We are including in these proxy materials a separate resolution for shareholders to vote upon, on an advisory (non-binding) basis, the compensation paid to our named executive officers as disclosed in this proxy statement in accordance with the SEC’s rules.

As described in detail under the heading “Compensation Discussion and Analysis,” our executive compensation programs are designed to attract, motivate, and retain our named executive officers who are critical to our success. Under these programs, our named executive officers are rewarded for the achievement of annual and long-term goals. Please read “Compensation Discussion and Analysis” for additional details about the 2018 compensation of our named executive officers.

● **Raw records**:
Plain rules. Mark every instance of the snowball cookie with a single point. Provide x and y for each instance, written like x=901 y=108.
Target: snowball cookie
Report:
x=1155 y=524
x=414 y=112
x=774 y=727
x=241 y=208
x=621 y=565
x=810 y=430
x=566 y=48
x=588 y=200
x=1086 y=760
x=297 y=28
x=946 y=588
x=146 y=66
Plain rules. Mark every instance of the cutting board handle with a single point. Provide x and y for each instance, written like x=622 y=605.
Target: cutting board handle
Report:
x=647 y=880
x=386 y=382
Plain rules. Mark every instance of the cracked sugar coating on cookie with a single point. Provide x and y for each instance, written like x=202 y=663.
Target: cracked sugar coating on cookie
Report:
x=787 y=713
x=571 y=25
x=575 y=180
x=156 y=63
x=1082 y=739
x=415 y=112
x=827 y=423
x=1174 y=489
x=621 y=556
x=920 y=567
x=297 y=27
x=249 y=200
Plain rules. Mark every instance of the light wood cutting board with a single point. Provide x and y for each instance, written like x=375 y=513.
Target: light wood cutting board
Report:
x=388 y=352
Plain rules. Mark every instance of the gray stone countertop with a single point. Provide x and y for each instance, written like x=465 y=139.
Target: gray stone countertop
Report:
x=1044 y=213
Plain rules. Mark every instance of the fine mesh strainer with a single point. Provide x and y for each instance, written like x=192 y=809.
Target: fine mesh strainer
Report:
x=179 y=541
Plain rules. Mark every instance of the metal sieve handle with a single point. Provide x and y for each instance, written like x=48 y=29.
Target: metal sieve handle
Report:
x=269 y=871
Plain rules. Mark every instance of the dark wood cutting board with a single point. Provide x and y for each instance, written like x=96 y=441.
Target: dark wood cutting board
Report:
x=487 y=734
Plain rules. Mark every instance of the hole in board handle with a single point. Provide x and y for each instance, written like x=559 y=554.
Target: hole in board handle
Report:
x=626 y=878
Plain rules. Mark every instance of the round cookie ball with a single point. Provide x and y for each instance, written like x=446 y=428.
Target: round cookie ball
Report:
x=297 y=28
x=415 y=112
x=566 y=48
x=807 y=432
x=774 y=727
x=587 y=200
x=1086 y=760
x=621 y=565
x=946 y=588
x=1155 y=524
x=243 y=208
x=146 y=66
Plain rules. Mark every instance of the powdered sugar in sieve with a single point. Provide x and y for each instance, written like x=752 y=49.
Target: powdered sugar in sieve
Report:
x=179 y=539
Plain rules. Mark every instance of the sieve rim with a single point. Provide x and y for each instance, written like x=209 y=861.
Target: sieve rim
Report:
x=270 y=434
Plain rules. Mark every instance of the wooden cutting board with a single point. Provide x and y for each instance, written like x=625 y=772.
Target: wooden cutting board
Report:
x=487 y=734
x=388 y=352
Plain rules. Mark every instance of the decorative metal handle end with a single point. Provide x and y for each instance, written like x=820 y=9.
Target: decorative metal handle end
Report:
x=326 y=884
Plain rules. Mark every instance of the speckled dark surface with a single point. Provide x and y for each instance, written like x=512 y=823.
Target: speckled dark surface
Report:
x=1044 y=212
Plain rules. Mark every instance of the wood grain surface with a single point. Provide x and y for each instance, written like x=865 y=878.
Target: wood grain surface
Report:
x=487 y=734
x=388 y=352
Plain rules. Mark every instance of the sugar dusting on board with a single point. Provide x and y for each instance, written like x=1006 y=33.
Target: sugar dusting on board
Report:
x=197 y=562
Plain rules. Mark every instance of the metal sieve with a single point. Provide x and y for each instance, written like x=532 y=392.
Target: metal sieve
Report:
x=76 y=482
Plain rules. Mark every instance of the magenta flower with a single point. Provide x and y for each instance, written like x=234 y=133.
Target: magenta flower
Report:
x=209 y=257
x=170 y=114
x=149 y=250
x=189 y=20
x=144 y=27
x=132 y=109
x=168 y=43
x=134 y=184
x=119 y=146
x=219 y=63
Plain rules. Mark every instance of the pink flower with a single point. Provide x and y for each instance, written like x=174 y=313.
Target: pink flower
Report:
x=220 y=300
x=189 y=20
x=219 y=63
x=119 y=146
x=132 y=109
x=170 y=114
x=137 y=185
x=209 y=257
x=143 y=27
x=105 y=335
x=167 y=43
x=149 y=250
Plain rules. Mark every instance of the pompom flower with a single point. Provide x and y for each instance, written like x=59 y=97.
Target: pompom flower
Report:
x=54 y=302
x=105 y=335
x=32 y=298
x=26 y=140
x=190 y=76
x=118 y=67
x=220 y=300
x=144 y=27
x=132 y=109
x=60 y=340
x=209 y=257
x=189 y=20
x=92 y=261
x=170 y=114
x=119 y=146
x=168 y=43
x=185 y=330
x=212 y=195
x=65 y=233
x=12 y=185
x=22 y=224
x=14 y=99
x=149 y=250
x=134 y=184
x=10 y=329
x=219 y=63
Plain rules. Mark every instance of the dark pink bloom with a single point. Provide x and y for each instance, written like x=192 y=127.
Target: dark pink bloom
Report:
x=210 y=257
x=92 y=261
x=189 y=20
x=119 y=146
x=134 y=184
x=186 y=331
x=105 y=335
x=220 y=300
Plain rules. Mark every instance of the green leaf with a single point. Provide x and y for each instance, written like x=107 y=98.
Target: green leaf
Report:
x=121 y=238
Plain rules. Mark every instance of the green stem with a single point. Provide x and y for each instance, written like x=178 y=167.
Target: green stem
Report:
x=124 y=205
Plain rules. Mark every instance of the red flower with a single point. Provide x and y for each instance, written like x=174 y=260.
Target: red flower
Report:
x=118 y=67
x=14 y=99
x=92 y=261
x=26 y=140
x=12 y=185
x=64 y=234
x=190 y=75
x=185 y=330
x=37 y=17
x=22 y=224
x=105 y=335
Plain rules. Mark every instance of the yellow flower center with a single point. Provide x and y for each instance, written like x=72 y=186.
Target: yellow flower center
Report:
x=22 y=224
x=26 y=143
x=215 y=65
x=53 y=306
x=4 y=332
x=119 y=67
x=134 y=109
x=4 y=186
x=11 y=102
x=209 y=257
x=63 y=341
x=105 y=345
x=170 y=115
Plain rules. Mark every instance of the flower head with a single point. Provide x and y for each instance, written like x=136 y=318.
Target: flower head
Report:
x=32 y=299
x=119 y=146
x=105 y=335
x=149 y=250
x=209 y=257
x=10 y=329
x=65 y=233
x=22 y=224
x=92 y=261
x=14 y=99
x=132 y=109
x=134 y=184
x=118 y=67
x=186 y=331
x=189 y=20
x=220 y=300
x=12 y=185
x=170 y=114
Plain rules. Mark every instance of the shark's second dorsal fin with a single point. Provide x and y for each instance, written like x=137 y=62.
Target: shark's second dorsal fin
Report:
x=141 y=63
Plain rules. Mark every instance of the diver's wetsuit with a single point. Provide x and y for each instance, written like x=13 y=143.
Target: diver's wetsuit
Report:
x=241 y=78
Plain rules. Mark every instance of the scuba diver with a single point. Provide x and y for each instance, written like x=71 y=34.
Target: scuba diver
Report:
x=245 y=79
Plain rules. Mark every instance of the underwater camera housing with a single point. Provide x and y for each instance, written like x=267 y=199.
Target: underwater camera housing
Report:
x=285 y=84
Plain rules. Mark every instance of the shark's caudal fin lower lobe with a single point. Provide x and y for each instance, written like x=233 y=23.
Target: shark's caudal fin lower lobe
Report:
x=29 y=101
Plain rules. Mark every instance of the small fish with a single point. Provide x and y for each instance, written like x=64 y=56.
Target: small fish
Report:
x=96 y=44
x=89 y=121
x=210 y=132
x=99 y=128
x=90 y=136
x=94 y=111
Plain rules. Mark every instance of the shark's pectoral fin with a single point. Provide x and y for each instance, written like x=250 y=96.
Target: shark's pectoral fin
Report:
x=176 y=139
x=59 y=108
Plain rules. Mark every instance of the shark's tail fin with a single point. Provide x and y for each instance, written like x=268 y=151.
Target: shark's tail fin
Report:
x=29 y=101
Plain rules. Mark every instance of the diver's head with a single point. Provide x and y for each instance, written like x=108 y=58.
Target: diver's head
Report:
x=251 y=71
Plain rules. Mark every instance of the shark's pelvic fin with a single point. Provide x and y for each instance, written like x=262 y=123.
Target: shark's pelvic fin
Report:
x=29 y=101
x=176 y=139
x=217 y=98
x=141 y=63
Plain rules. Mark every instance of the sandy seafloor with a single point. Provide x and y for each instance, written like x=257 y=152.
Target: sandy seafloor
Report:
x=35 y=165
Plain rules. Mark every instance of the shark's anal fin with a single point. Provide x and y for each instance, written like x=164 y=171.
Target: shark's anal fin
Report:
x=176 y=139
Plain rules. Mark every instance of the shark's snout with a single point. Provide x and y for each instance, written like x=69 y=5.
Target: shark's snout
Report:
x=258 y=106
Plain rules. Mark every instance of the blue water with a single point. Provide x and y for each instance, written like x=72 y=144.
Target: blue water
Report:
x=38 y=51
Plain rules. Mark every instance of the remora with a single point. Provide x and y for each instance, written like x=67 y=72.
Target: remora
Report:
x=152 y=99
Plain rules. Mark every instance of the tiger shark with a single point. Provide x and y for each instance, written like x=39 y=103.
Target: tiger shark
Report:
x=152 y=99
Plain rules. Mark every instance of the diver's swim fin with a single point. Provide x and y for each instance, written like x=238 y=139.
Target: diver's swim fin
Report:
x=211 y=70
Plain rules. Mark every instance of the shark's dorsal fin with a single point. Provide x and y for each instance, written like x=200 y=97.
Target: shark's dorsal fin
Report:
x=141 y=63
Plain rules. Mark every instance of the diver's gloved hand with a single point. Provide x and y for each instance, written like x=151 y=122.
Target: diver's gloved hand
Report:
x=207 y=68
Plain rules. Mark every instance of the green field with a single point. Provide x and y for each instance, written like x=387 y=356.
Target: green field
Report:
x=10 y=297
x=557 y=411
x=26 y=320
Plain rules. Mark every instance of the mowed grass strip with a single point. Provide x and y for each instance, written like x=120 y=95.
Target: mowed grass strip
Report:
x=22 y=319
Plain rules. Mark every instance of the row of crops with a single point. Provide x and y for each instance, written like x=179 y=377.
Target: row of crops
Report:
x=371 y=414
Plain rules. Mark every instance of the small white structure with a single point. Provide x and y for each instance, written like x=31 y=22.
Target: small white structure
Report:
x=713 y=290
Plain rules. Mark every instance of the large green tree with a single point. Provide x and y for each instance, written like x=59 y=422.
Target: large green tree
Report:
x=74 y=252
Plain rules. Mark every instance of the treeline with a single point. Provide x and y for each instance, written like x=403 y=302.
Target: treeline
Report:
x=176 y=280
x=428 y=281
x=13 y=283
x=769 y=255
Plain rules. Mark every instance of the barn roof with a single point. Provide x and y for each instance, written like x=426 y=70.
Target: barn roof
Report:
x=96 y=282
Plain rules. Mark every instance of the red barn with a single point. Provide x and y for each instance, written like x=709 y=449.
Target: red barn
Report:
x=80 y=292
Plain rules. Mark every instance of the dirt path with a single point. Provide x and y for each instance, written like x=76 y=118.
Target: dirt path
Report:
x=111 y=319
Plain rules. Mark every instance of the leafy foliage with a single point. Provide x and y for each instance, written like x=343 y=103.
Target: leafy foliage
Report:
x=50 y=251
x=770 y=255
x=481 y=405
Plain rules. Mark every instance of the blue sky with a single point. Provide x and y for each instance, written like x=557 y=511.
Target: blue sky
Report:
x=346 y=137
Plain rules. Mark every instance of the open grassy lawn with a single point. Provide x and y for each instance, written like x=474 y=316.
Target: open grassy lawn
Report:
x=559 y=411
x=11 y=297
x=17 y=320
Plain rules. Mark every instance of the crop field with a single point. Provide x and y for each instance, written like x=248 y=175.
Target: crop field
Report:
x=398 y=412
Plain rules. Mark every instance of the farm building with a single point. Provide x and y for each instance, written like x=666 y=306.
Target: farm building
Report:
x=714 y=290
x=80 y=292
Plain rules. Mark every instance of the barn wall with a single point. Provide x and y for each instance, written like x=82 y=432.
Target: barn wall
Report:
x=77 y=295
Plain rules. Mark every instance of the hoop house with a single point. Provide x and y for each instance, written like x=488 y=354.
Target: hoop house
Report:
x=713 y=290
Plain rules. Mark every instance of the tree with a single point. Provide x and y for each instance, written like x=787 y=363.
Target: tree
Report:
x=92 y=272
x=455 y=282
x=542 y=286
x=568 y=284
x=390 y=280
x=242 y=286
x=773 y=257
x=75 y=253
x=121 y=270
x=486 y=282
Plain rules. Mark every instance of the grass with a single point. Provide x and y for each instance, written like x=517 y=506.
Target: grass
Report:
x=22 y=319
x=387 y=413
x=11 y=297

● **Instruction**:
Does each statement below agree with the executive compensation passage? Answer yes or no for each and quote the deciding words from the passage.
(a) The shareholder vote on the named executive officers' compensation is binding.
(b) Named executive officers are rewarded for achieving annual and long-term goals.
(c) More details about the named executive officers' 2018 compensation are given under "Compensation Discussion and Analysis."

● **Exercise answer**:
(a) No: "on an advisory (non-binding) basis"
(b) Yes: "our named executive officers are rewarded for the achievement of annual and long-term goals"
(c) Yes: "Please read “Compensation Discussion and Analysis” for additional details about the 2018 compensation of our named executive officers"